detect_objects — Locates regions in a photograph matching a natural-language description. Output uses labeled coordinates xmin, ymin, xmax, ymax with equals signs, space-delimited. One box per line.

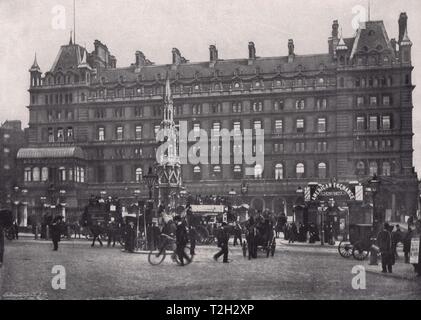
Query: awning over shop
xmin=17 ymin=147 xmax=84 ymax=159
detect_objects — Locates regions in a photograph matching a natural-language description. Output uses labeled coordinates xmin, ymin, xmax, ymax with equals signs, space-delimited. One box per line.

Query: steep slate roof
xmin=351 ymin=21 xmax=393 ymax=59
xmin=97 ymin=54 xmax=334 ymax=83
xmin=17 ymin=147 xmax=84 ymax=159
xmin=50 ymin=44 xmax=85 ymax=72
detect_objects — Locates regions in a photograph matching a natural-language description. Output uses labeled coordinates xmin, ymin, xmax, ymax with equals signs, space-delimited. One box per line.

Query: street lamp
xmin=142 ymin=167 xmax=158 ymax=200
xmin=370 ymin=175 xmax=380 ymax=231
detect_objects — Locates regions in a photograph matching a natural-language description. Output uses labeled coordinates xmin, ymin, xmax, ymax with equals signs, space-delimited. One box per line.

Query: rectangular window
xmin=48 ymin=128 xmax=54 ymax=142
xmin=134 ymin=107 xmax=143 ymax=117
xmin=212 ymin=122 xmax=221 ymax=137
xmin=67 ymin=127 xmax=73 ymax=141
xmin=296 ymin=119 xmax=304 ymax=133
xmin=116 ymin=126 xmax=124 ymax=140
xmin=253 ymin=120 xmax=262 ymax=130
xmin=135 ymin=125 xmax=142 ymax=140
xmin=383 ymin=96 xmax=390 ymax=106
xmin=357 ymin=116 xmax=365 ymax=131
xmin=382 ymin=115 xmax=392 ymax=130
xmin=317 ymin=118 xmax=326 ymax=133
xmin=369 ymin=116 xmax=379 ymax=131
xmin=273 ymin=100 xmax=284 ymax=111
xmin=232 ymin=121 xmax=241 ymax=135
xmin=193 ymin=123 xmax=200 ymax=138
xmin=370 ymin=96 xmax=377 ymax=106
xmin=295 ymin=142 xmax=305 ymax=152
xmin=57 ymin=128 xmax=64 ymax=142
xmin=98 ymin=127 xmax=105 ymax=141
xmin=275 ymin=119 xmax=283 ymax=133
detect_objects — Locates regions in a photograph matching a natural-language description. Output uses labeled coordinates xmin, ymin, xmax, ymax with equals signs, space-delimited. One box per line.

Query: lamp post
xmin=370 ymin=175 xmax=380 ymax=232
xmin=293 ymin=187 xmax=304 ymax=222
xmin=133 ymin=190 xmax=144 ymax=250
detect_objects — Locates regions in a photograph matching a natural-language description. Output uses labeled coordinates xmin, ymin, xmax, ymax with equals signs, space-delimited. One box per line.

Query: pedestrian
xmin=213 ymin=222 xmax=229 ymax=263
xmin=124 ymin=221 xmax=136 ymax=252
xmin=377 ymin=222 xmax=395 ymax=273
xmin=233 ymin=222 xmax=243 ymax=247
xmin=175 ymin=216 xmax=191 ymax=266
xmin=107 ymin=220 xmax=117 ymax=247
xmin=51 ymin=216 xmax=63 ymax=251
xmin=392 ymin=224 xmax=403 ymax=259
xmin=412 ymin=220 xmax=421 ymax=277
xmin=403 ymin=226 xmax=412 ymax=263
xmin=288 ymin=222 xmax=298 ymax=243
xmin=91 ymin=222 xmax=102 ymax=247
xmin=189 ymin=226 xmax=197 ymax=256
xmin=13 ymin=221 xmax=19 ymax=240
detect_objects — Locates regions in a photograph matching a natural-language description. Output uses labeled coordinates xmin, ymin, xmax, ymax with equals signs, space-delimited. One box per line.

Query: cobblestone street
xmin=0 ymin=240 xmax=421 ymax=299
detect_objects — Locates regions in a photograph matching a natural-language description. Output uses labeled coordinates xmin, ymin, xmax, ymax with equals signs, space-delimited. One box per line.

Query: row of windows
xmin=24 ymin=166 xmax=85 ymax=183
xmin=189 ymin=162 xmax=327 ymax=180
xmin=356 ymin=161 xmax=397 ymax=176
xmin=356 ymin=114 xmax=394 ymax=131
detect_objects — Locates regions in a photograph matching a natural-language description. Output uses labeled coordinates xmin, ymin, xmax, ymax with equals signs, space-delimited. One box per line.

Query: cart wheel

# Problem details
Return the material exactly as given, apart from the pictures.

# The completed task
detect_objects — Locates regions in a photograph matching a natural-language description. Output uses labeled coordinates xmin, ymin, xmax, ymax with equals signs, space-delimited. One box per line.

Query: awning over shop
xmin=17 ymin=147 xmax=84 ymax=159
detect_objects — Locates regions in a photograph matching a natural-language description. Output uses labeled coordinates xmin, ymin, xmax, ymax with equals signs, space-delimited. One box per line.

Query: steep slate roof
xmin=351 ymin=21 xmax=393 ymax=59
xmin=97 ymin=54 xmax=334 ymax=83
xmin=17 ymin=147 xmax=84 ymax=159
xmin=50 ymin=44 xmax=85 ymax=72
detect_objects — Locates regions in a photograph matching a natural-language description. Output uses labeled coordinates xmin, ymin, xmax, ymax with equals signs, space-delimited. One box per line.

Query: street lamp
xmin=142 ymin=167 xmax=158 ymax=200
xmin=370 ymin=175 xmax=380 ymax=231
detect_objects — Locates regions in a photograph matching a natural-language description. Output uses labeled coordinates xmin, ymin, xmax, ymax with equals signs, space-delimited. One box per line.

Query: rectangular window
xmin=48 ymin=128 xmax=54 ymax=142
xmin=134 ymin=107 xmax=143 ymax=117
xmin=212 ymin=122 xmax=221 ymax=137
xmin=67 ymin=127 xmax=73 ymax=141
xmin=296 ymin=119 xmax=304 ymax=133
xmin=116 ymin=126 xmax=124 ymax=140
xmin=253 ymin=120 xmax=262 ymax=130
xmin=135 ymin=125 xmax=142 ymax=140
xmin=383 ymin=96 xmax=390 ymax=106
xmin=357 ymin=116 xmax=365 ymax=131
xmin=382 ymin=115 xmax=392 ymax=130
xmin=317 ymin=118 xmax=326 ymax=133
xmin=369 ymin=116 xmax=379 ymax=131
xmin=273 ymin=100 xmax=284 ymax=111
xmin=232 ymin=121 xmax=241 ymax=135
xmin=193 ymin=123 xmax=200 ymax=138
xmin=370 ymin=96 xmax=377 ymax=106
xmin=295 ymin=142 xmax=305 ymax=152
xmin=57 ymin=128 xmax=64 ymax=142
xmin=98 ymin=127 xmax=105 ymax=141
xmin=275 ymin=119 xmax=283 ymax=133
detect_objects — Locates regions in a photograph matching a natural-language description. Output uses labeled coordinates xmin, ymin, xmax, ymax with equals signs, space-delimited. One box per line.

Query: lamp post
xmin=370 ymin=175 xmax=380 ymax=232
xmin=293 ymin=187 xmax=304 ymax=222
xmin=133 ymin=190 xmax=144 ymax=250
detect_objects — Locates regions in a photograph matching a natural-language description. Output uses labeled coordinates xmin, ymin, xmax, ymax with equals signs, space-delimited. One box per line.

Query: pedestrian
xmin=213 ymin=222 xmax=229 ymax=263
xmin=124 ymin=221 xmax=136 ymax=252
xmin=377 ymin=222 xmax=395 ymax=273
xmin=233 ymin=222 xmax=243 ymax=247
xmin=175 ymin=216 xmax=191 ymax=266
xmin=107 ymin=220 xmax=117 ymax=247
xmin=51 ymin=216 xmax=63 ymax=251
xmin=392 ymin=224 xmax=403 ymax=259
xmin=412 ymin=220 xmax=421 ymax=277
xmin=403 ymin=226 xmax=412 ymax=263
xmin=288 ymin=222 xmax=298 ymax=243
xmin=91 ymin=222 xmax=102 ymax=247
xmin=189 ymin=226 xmax=197 ymax=256
xmin=13 ymin=221 xmax=19 ymax=240
detect_objects — Locates regions in a photograph matching a natural-language description. Output uses labeled coordinates xmin, ymin, xmax, ymax with equals signs, space-delimited. One box per line.

Query: cobblestone street
xmin=0 ymin=240 xmax=421 ymax=299
detect_objects — Locates regions in a photograph matching a natural-language description. Output uses labeled coordinates xmin, ymin, xmax, ymax with equals signs, space-delimited. One box per line.

Query: row of windows
xmin=24 ymin=166 xmax=85 ymax=183
xmin=189 ymin=162 xmax=327 ymax=180
xmin=356 ymin=161 xmax=397 ymax=176
xmin=356 ymin=114 xmax=394 ymax=131
detect_objects — Locates regions in a photograph matching a natural-language description. Output uses labeled coordinates xmin, ymin, xmax, ymax with equals signs, space-delimited. One box per line.

Query: cart wheel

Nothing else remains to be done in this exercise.